# [Exercise task]
Every line from the one with "Point to the handbag." through the end of the records below should be restated word for word, and nothing outside that span.

# [Records supplied]
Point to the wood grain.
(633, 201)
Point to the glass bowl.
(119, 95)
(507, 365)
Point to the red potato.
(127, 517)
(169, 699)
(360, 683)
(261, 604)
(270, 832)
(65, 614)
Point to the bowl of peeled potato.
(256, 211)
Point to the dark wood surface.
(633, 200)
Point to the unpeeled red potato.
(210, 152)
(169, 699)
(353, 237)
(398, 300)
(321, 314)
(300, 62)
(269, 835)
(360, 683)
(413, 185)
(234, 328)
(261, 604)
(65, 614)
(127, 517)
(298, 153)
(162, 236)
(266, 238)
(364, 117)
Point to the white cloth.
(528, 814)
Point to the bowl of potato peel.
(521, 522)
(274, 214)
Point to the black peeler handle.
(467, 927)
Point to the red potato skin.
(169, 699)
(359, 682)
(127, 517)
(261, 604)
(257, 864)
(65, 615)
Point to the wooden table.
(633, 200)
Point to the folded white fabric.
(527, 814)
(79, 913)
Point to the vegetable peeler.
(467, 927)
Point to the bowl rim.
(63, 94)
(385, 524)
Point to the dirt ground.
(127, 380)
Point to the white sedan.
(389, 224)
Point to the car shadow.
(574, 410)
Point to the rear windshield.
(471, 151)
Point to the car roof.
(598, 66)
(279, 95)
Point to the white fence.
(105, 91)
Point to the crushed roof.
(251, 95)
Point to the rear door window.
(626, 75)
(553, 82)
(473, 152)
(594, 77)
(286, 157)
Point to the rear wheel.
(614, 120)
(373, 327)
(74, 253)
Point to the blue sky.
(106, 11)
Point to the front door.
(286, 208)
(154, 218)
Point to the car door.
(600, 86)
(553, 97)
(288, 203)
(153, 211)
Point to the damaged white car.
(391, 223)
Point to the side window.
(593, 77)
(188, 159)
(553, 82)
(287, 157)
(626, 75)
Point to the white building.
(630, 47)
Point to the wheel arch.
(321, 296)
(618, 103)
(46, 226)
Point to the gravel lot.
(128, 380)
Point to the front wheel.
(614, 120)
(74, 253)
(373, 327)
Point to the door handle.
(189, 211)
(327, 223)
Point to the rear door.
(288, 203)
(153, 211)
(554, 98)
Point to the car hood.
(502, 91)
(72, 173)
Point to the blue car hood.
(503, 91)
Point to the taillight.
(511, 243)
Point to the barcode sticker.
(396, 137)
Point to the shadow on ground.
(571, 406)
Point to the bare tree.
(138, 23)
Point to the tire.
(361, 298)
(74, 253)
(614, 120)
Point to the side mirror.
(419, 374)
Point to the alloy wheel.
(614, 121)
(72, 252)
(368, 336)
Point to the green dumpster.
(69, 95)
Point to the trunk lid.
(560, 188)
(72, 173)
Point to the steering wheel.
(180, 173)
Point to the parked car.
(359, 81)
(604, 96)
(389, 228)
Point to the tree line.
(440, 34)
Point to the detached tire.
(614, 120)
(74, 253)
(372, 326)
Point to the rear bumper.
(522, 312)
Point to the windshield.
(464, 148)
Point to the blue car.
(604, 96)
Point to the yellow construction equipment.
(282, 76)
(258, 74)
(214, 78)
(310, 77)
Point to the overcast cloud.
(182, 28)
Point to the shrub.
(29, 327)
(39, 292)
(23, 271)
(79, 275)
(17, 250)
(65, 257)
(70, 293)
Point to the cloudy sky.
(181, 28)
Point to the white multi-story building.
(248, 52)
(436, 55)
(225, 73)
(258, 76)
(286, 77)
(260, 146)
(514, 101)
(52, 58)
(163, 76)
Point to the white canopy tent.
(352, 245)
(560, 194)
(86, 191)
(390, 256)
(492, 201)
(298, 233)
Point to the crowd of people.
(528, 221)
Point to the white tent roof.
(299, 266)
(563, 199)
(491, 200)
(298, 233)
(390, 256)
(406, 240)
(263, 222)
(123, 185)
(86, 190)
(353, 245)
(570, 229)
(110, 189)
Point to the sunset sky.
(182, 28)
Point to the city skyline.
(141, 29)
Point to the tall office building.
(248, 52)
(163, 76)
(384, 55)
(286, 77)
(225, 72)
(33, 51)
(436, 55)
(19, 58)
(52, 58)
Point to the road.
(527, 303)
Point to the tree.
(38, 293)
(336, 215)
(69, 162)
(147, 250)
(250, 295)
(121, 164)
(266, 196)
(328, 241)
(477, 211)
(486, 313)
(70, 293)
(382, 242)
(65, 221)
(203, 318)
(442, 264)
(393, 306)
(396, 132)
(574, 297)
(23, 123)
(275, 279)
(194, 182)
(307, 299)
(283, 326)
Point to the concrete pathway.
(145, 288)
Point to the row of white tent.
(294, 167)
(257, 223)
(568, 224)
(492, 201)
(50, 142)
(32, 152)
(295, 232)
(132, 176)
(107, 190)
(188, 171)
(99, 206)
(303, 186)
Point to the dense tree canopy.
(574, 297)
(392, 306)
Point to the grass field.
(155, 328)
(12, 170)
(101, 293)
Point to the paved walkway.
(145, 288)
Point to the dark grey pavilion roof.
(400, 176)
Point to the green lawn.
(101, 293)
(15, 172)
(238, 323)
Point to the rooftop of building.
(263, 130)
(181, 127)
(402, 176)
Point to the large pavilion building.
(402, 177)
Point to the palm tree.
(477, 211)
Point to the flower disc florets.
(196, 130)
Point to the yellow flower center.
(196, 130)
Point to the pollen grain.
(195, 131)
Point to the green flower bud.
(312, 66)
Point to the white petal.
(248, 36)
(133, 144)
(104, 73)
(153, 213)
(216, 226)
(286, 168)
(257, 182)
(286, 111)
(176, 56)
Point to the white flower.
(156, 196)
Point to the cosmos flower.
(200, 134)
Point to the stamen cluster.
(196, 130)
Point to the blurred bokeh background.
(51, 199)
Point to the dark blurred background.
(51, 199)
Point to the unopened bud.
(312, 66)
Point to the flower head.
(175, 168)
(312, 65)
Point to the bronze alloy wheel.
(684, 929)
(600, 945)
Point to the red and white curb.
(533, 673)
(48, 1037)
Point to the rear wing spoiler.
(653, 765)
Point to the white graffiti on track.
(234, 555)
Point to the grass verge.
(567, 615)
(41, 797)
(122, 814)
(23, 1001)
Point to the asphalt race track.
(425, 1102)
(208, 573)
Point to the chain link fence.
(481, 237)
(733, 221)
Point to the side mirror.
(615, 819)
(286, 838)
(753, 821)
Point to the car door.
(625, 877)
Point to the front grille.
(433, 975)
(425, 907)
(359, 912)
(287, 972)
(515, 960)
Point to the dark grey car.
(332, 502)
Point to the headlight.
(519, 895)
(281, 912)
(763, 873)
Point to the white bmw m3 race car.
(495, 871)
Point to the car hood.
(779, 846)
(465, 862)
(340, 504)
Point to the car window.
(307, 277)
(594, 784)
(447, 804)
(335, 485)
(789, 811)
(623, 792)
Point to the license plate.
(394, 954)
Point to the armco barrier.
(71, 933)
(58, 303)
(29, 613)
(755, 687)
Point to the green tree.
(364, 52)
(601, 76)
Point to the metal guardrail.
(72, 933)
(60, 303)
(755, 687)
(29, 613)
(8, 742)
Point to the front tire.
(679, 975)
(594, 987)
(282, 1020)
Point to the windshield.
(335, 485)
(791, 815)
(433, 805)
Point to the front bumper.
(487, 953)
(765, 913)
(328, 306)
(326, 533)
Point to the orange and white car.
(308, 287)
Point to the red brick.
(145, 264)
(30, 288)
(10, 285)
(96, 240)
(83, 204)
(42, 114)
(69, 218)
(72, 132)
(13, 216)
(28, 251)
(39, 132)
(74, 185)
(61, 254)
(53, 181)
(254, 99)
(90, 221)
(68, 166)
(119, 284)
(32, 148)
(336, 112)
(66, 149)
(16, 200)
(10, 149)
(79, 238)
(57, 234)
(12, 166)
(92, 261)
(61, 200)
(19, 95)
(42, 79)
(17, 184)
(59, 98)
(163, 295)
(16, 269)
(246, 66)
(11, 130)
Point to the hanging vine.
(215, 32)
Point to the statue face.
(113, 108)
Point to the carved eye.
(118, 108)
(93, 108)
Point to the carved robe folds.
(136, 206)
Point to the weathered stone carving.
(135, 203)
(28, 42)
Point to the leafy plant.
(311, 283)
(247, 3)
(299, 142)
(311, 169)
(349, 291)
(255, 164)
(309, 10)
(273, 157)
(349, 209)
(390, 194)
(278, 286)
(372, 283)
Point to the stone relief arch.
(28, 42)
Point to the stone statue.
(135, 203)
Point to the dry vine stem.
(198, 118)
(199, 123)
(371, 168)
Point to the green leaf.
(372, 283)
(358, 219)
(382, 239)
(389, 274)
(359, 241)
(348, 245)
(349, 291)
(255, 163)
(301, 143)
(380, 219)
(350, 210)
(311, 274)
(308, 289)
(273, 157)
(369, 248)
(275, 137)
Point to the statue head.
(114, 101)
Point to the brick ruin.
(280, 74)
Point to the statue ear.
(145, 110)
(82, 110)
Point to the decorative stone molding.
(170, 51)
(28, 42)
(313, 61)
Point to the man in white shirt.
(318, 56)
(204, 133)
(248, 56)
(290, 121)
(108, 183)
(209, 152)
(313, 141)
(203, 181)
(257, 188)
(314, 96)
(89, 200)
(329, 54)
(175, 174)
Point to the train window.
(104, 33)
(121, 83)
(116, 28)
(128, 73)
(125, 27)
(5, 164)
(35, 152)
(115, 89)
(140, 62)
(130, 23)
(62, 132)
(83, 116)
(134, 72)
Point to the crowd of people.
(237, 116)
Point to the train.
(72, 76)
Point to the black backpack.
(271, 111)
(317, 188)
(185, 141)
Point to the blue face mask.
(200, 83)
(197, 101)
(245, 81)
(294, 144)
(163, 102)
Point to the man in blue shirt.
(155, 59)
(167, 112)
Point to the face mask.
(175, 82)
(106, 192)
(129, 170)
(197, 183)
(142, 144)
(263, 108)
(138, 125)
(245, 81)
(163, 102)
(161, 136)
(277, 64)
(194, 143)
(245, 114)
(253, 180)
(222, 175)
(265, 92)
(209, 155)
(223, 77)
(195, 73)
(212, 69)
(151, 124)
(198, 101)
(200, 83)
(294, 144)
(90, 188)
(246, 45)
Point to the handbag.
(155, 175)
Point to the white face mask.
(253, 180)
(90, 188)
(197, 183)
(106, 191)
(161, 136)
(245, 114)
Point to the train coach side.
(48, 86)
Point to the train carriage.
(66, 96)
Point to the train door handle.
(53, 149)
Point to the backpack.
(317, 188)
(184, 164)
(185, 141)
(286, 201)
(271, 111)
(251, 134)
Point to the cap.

# [Exercise response]
Point to the handbag.
(155, 175)
Point to the white face mask.
(253, 180)
(90, 188)
(197, 183)
(106, 191)
(161, 136)
(245, 114)
Point to the train coach side.
(48, 86)
Point to the train carriage.
(66, 96)
Point to the train door handle.
(53, 149)
Point to the backpack.
(317, 188)
(184, 164)
(185, 141)
(286, 201)
(271, 111)
(251, 134)
Point to the cap.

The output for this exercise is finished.